*EXERCISE*: Exactly as written, set down every entry once more.

<<<<

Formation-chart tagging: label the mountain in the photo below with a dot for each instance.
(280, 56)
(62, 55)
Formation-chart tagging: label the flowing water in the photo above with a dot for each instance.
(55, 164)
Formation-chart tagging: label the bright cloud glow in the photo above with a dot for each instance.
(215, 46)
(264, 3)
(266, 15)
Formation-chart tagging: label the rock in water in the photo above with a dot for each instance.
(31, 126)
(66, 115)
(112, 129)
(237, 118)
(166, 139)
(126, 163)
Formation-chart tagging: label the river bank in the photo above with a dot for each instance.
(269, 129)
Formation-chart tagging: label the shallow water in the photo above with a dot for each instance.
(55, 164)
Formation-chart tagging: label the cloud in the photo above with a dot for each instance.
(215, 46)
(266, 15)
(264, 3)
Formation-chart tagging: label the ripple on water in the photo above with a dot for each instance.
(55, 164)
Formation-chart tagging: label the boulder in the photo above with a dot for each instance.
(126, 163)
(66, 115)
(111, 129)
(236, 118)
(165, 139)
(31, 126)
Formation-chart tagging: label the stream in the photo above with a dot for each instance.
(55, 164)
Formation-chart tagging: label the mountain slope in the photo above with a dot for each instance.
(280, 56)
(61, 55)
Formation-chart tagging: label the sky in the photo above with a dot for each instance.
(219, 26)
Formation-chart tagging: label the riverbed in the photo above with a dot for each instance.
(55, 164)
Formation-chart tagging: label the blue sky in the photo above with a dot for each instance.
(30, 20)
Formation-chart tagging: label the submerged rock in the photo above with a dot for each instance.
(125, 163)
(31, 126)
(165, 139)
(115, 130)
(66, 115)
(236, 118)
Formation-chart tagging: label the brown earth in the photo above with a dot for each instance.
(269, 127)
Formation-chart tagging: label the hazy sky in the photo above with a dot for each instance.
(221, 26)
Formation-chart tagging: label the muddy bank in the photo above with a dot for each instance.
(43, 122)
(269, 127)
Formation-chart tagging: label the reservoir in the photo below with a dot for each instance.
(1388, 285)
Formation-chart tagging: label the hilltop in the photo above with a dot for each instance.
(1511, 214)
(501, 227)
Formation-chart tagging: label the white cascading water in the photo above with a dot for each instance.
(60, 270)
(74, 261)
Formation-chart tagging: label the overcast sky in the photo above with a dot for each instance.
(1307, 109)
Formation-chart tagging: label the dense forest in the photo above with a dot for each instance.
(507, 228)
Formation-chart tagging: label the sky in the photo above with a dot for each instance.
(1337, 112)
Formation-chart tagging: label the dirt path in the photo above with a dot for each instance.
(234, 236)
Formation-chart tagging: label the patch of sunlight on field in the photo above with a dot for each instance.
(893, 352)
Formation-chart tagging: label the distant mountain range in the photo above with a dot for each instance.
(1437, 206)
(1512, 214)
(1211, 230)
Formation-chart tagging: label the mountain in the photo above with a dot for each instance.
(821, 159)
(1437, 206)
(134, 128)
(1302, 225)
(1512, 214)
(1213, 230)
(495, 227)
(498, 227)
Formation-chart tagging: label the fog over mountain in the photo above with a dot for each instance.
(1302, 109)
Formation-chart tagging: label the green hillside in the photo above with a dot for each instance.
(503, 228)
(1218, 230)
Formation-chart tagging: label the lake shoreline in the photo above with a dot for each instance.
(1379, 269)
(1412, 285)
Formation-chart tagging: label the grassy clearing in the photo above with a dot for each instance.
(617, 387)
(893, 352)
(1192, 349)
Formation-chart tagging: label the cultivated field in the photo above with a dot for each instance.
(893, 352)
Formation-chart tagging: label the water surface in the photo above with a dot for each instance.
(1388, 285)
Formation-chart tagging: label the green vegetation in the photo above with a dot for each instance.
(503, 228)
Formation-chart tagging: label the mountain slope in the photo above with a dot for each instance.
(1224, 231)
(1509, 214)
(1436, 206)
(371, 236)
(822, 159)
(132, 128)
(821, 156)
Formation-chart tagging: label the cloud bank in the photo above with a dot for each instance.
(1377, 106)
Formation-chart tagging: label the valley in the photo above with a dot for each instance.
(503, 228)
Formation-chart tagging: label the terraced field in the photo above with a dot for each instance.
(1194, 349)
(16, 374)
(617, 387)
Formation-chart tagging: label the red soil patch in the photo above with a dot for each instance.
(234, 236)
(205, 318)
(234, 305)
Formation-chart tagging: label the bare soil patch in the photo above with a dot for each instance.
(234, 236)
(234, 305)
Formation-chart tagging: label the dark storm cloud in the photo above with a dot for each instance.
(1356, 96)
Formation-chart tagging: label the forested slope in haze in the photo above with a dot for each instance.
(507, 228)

>>>>

*WRITTEN SOLUTION*:
Formation-chart tagging: label the mountain in the photo below with a dot for each instance.
(280, 56)
(62, 55)
Formation-chart tagging: label the flowing water in the photo above with a dot for each instance.
(55, 164)
Formation-chart tagging: label the bright cloud glow in the photo above with a dot for each instance.
(215, 46)
(264, 3)
(266, 15)
Formation-chart tagging: label the rock in water in the photo above with a dot for each instance.
(31, 126)
(66, 115)
(112, 129)
(237, 118)
(166, 139)
(126, 163)
Formation-chart tagging: label the river bank in the photo above with a dot for each instance.
(269, 129)
Formation-chart tagging: label the shallow water in the photo above with a dot for each instance.
(55, 164)
Formation-chart tagging: label the cloud in the photo above with a dot for each instance.
(215, 46)
(266, 15)
(264, 3)
Formation-chart tagging: label the ripple on water in the photo above with a dot for each instance.
(55, 164)
Formation-chart tagging: label the boulder in the photo above with a dot for each instance.
(126, 163)
(66, 115)
(111, 129)
(236, 118)
(165, 139)
(31, 126)
Formation-chart tagging: label the stream in the photo above with a dot for each instance.
(55, 164)
Formation-chart tagging: label the mountain slope in the photo above with a dot for each instance.
(280, 56)
(61, 55)
Formation-chart tagging: label the sky in the photo above with a dot for each instance.
(219, 26)
Formation-chart tagging: label the riverbed in the photo above with a dot for each instance.
(55, 164)
Formation-chart tagging: label the blue sky in the photo above with a dot for each instance.
(30, 20)
Formation-chart tagging: label the submerged rock in the photo above with a dot for each instance.
(125, 163)
(31, 126)
(165, 139)
(115, 130)
(66, 115)
(236, 118)
Formation-chart tagging: label the brown earth in the photo above with a dot for each instance.
(269, 127)
Formation-chart tagging: label the hazy sky in the photo above with a dot for each instance.
(221, 26)
Formation-chart tagging: label the muddy bank in the photo above with a dot for each instance.
(43, 122)
(269, 127)
Formation-chart tagging: label the reservoir in the photo below with a dot for each instance.
(1388, 285)
Formation-chart tagging: label the hilltop in the photo above with a dot for each instance.
(1511, 214)
(501, 227)
Formation-chart tagging: label the white cascading water in the photo above with a dot for each instance.
(60, 270)
(74, 261)
Formation-chart tagging: label the overcast sky in the photo above with a dot for each instance.
(1307, 109)
Formation-chart tagging: label the dense forest in the photo above with a dot for each instance.
(507, 228)
Formation-chart tagging: label the sky in the photo above with a dot for each instance.
(1337, 112)
Formation-chart tagging: label the dirt path in the photo above with a dot for each instance.
(234, 236)
Formation-chart tagging: label the patch of sunlight on field in the photo above with a dot for each instance.
(893, 352)
Formation-chart tagging: label the distant mountain range in the photo above with a dot for each instance.
(1437, 206)
(1512, 214)
(1211, 230)
Formation-chart tagging: label the mountain in the photo above with a dot for each instance.
(821, 159)
(1437, 206)
(134, 128)
(1302, 225)
(1512, 214)
(1213, 230)
(495, 227)
(498, 227)
Formation-chart tagging: label the fog over mountain in the photo above with a dot for each instance.
(1302, 109)
Formation-chart tagging: label the green hillside in the photo above with a dot for each instance.
(503, 228)
(1218, 230)
Formation-chart tagging: label the lake shoreline in the photo above with a dot for each instance.
(1379, 269)
(1412, 285)
Formation-chart tagging: label the grassy clearing in the photo above with a dot for each instance.
(617, 387)
(893, 352)
(1192, 349)
Formation-chart tagging: label the cultivated field in the photo above with a dot for each instance.
(893, 352)
Formation-chart tagging: label the water surface in the photo above with a dot for each instance.
(1388, 285)
Formation-chart tagging: label the green vegetation in the photo above with a dot for each instance.
(503, 228)
Formation-chart tagging: label the mountain slope in the photo above with a dot for each instance.
(1224, 231)
(1509, 214)
(1436, 206)
(371, 236)
(822, 159)
(132, 128)
(821, 156)
Formation-chart tagging: label the cloud bank in the photo above with a dot for each instance.
(1377, 106)
Formation-chart tagging: label the valley in the photo above with a dot for each instance.
(503, 228)
Formation-chart tagging: label the terraced field in the photo above with a dot for each instance.
(1194, 349)
(16, 374)
(617, 387)
Formation-chart tagging: label the red soil patch in the photo above with a dot for each instance.
(234, 236)
(205, 318)
(234, 305)
Formation-chart tagging: label the bare soil patch in the photo above with a dot for each instance.
(234, 236)
(234, 305)
Formation-chart tagging: label the dark storm cloud in the photo above with a dot for each instance.
(1356, 96)
Formation-chart tagging: label the forested slope in haze in the photo above with a dot for each instance.
(507, 228)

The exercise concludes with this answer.